◆ Directions
(A) In the post on love languages and gift cards, why might showering someone with words of affirmation not mean much to them? Answer in one to three sentences.
(B) Summarize the post on love languages and gift cards in two sentences.
(C) Pick up the post on love languages and gift cards after its last sentence and continue it.

Some of you may have read or are familiar with the Five Love Languages books. In essence, each person has particular ways they prefer to give love and receive love: gifts, acts of service, physical touch, quality time, and words of affirmation. These fall on some sort of continuum for each person. The trick is to discern a loved one's language and respond accordingly. You can shower a person with words of affirmation and love, but if they prefer acts of service, it's not going to mean much.

So, OK. But when it comes to Christmas and birthdays, it seems that regardless of one's predominant "love language," the default response is to purchase (or perhaps make) a gift. And I'm wondering why it needs to be that way, and whether gift cards feed into that one size fits all approach.

Miss Manners has discussed this issue with considerable sass in the past. I couldn't find any of her columns on this, but I did find this article which is excerpted below.
    A gift, ideally, says, "I thought about you. I considered your likes and dislikes, your needs and wants, your dreams and desires, and found you this token of my esteem that I hope will delight you."

    A gift card says, "There! Checked you off my list."

    It's not just me that says so. Judith Martin, the doyenne of etiquette known to millions as Miss Manners, dismisses gift certificates -- and, by extension, gift cards -- as "a pathetic compromise convenient to people who do not trust their judgment about selecting the right present for those whose tastes they ought to know."

◆ Dataset extract
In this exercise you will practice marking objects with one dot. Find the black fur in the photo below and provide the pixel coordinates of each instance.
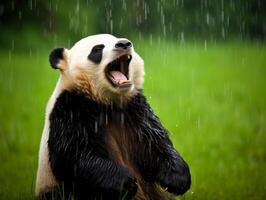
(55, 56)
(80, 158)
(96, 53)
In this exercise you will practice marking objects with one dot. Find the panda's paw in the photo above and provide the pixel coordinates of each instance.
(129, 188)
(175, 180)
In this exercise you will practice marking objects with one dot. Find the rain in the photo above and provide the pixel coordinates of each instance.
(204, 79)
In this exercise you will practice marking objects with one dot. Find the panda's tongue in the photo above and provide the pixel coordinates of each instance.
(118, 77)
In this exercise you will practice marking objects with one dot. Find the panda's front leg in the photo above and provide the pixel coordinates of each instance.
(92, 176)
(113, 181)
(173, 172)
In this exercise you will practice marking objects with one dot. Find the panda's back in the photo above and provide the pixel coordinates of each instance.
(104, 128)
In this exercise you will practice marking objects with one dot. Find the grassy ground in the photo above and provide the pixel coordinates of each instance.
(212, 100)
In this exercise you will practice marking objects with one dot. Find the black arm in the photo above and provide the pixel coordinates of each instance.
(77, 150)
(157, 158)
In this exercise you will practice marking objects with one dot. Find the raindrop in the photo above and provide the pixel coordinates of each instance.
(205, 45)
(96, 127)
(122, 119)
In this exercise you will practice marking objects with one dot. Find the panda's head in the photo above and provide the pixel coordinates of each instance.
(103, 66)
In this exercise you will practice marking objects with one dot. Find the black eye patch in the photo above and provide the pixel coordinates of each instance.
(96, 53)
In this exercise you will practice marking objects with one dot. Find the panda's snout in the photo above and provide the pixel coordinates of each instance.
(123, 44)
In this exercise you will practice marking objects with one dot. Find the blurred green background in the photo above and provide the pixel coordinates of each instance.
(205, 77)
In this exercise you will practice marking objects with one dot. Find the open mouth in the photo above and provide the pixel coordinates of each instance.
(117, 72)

...

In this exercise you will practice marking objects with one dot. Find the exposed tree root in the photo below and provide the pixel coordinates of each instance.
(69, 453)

...

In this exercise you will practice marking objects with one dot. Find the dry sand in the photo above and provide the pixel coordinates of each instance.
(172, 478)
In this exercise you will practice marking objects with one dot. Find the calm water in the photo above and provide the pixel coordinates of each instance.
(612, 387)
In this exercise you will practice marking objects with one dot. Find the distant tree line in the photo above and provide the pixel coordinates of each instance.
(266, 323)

◆ Task results
(A) Each person has particular ways they prefer to receive love. If someone prefers acts of service, words of affirmation won't mean much to them, which is why the trick is to discern a loved one's language and respond accordingly.

(B) The writer notes that people prefer to give and receive love in different ways, yet at Christmas and birthdays the default is to buy or make a gift, and asks whether gift cards feed that one-size-fits-all approach. An excerpted article contrasts a thoughtful gift with a gift card that merely checks someone off a list, and it quotes Miss Manners dismissing gift certificates as a pathetic compromise for people who don't trust their own judgment.

(C)
I waffle between adoring and abhoring Miss Manners, and despite the fact that I have given gift cards, and received them gratefully, and will probably do so in the future, I feel the truth in her statement!
    Many young people are so enamored with gift cards, with being "empowered to make their own choices," as one retailer laughably put it, that they don't even realize what they're missing. Older people might, but hey, they're busy, cards are convenient, so what's the harm?

    The harm is that the art of gift-giving is quickly devolving into an entirely commercial exchange. How much longer until we simply start thrusting wads of dollar bills at each other?

The time factor is an interesting one. I can see gift cards being a fun gift for children and others who are short on money but longer on time. But for people for whom the opposite is true--who are short on time but have the financial resources to buy things they need or desire--or for people who don't like shopping--how is a gift card a particularly nice gift?

Unless it is a gift card for a restaurant/spa/movie/service, perhaps.
    Sure, the old way included plenty of opportunities for misfires -- for the tie shaped like a fish, the sweater that's six sizes too big, the dolls from the aunt who could never figure out that her teen-age niece no longer played with Barbies. But those experiences taught us the fine art of tact and diplomacy, of expressing gratitude to people who tried to make us happy, however bizarre the actual result.

    It also drove home the point, as few things do nowadays, that special occasions are about people -- not about getting more stuff or increasing our net worth.

I'm not sure I agree with this. I think fish ties and ill-fitting sweaters can also be given out of desperation, ignorance of the person's desires, guilt, the need to make sure person X and person Y get an "equal" amount of stuff, etc.
    If you find yourself purchasing gift cards, maybe the solution is to buy less and think more. Do these folks really need to be on your gift list, or would you all be better off getting together for coffee or drinks and skipping the exchange? If you really need and want to purchase a gift, maybe you can start brainstorming ideas year-round, rather than panicking at the last minute and settling for a piece of plastic.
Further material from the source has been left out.